Repeat the full listing exactly.
=== Dataset excerpts ===
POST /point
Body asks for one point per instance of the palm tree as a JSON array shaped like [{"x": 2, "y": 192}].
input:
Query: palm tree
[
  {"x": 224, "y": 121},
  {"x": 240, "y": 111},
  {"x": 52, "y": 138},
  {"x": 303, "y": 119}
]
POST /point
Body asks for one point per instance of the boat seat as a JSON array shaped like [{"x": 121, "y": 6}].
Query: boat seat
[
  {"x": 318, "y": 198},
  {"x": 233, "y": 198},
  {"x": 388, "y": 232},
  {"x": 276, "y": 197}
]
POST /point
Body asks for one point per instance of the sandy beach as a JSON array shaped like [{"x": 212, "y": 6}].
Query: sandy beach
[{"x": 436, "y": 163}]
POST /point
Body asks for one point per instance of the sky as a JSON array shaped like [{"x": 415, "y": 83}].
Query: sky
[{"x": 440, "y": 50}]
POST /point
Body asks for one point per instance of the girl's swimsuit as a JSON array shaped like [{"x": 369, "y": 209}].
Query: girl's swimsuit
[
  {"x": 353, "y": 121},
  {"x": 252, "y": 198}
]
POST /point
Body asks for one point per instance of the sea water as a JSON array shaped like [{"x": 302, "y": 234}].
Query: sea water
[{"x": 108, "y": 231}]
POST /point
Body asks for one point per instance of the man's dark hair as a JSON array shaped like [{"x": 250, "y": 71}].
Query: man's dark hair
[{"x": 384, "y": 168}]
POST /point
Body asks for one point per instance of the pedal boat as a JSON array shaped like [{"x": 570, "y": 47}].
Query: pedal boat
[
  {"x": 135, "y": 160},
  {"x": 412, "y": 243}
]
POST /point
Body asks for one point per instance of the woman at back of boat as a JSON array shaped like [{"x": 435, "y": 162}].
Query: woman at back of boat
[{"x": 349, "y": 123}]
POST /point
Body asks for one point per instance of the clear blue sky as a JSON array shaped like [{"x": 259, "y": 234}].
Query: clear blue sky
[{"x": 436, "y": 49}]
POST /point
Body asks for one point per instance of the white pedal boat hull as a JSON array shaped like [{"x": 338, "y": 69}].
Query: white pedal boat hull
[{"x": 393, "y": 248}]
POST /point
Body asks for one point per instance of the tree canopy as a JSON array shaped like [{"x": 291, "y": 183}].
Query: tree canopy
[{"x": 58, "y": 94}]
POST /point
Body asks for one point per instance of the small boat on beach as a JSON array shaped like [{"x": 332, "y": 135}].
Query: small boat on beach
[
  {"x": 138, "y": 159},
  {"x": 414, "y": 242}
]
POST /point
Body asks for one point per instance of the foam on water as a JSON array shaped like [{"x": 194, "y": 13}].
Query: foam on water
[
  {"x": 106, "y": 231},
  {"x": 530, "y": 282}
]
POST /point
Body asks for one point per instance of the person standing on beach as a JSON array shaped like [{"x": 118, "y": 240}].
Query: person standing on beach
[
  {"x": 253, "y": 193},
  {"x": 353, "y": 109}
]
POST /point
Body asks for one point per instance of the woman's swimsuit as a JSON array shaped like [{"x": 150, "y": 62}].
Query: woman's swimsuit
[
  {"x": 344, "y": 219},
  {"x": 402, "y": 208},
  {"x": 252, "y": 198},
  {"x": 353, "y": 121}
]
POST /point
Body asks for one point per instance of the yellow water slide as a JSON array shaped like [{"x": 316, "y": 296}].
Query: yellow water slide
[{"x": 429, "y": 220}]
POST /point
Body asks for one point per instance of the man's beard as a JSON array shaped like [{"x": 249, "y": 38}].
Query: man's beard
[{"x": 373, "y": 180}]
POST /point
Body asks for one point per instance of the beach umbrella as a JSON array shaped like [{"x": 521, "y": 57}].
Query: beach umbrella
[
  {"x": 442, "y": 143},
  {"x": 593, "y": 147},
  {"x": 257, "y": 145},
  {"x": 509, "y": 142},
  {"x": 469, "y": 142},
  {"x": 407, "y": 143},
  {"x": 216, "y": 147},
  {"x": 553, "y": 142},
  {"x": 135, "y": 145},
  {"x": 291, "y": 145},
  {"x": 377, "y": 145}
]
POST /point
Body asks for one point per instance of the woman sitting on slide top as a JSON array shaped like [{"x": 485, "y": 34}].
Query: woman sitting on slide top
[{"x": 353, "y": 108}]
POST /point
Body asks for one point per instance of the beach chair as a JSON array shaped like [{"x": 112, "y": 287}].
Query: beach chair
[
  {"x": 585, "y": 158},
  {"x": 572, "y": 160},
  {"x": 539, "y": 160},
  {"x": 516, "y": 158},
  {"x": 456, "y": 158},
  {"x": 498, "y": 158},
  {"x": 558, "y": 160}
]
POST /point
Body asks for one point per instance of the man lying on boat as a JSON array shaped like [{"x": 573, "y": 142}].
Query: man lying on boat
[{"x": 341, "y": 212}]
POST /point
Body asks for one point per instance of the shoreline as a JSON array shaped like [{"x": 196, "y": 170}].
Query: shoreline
===
## Exercise answer
POST /point
Body asks for one point per instance of the palm tree as a JSON array shaped like [{"x": 2, "y": 192}].
input:
Query: palm tree
[
  {"x": 224, "y": 121},
  {"x": 240, "y": 111},
  {"x": 52, "y": 138},
  {"x": 303, "y": 119}
]
POST /point
Body asks for one point per instance of the boat seat as a JSON array shaped like [{"x": 121, "y": 6}].
Query: boat seat
[
  {"x": 318, "y": 198},
  {"x": 233, "y": 198},
  {"x": 388, "y": 232},
  {"x": 276, "y": 197}
]
POST /point
Body asks for one point per instance of the sandy beach as a JSON array shaped like [{"x": 212, "y": 6}].
Query: sandy beach
[{"x": 436, "y": 163}]
POST /point
Body asks for one point per instance of the sky as a JSON array shaped like [{"x": 415, "y": 83}].
Query: sky
[{"x": 440, "y": 50}]
POST /point
Body asks for one point per instance of the girl's swimsuit as a JSON array shaped like [{"x": 369, "y": 209}].
Query: girl's swimsuit
[
  {"x": 353, "y": 121},
  {"x": 252, "y": 198}
]
POST /point
Body asks for one point per instance of the sea water as a JSON array shaped like [{"x": 302, "y": 234}].
Query: sea water
[{"x": 108, "y": 231}]
POST /point
Body asks for one point per instance of the man's dark hair as a JSON array shaped like [{"x": 250, "y": 71}].
Query: man's dark hair
[{"x": 384, "y": 168}]
POST /point
Body asks for one point per instance of the pedal boat as a JSON array shaped like [{"x": 570, "y": 47}].
Query: pedal boat
[
  {"x": 135, "y": 160},
  {"x": 412, "y": 243}
]
POST /point
Body asks for one point per instance of the woman at back of boat as a JSON array shaped like [{"x": 435, "y": 162}].
Query: woman at back of boat
[{"x": 349, "y": 123}]
POST /point
Body asks for one point per instance of the clear blue sky as a JSON array shaped like [{"x": 259, "y": 234}].
Query: clear blue sky
[{"x": 436, "y": 49}]
POST /point
Body asks for one point per instance of the white pedal boat hull as a JSON array shaped like [{"x": 338, "y": 69}].
Query: white pedal boat hull
[{"x": 393, "y": 248}]
POST /point
Body asks for one point per instance of the tree canopy as a JSON array shaped like [{"x": 291, "y": 183}].
Query: tree canopy
[{"x": 58, "y": 94}]
POST /point
Body asks for one point per instance of the small boat on beach as a JSON array shaped like [{"x": 332, "y": 135}].
Query: small boat on beach
[
  {"x": 138, "y": 159},
  {"x": 414, "y": 242}
]
POST /point
Body asks for one point per instance of the foam on water as a JSON array shaped like [{"x": 194, "y": 13}].
Query: foam on water
[
  {"x": 106, "y": 231},
  {"x": 530, "y": 282}
]
POST /point
Body asks for one point per instance of the person standing on beach as a JSON array shaped like [{"x": 118, "y": 240}].
Query: person standing on beach
[
  {"x": 253, "y": 193},
  {"x": 353, "y": 109}
]
POST /point
Body asks for one point per instance of the woman's swimsuit as a JSON array shaped like [{"x": 150, "y": 62}].
Query: woman's swimsuit
[
  {"x": 344, "y": 219},
  {"x": 402, "y": 208},
  {"x": 252, "y": 198},
  {"x": 353, "y": 121}
]
POST /point
Body asks for one point per instance of the yellow water slide as a JSON array shaped like [{"x": 316, "y": 296}].
Query: yellow water slide
[{"x": 429, "y": 220}]
POST /point
Body asks for one point per instance of the man's beard as a JSON array shaped like [{"x": 249, "y": 38}].
Query: man's beard
[{"x": 373, "y": 180}]
POST /point
Body asks for one point per instance of the beach umbrella as a JSON array shaped like [{"x": 521, "y": 57}].
Query: beach umbrella
[
  {"x": 442, "y": 143},
  {"x": 593, "y": 147},
  {"x": 257, "y": 145},
  {"x": 509, "y": 142},
  {"x": 469, "y": 142},
  {"x": 407, "y": 143},
  {"x": 216, "y": 147},
  {"x": 553, "y": 142},
  {"x": 135, "y": 145},
  {"x": 291, "y": 145},
  {"x": 377, "y": 145}
]
POST /point
Body asks for one point per instance of the woman sitting on slide top as a JSON array shaped like [{"x": 485, "y": 34}].
Query: woman sitting on slide top
[{"x": 353, "y": 108}]
POST /point
Body asks for one point per instance of the beach chair as a JSON array shaped like [{"x": 112, "y": 287}].
Query: beach chair
[
  {"x": 585, "y": 158},
  {"x": 572, "y": 160},
  {"x": 539, "y": 160},
  {"x": 516, "y": 158},
  {"x": 456, "y": 158},
  {"x": 498, "y": 158},
  {"x": 558, "y": 160}
]
POST /point
Body asks for one point per instance of the man lying on boat as a JSON array shaped like [{"x": 573, "y": 142}].
Query: man lying on boat
[{"x": 341, "y": 212}]
POST /point
Body asks for one point per instance of the shoreline as a JSON array shaped like [{"x": 196, "y": 170}].
Query: shoreline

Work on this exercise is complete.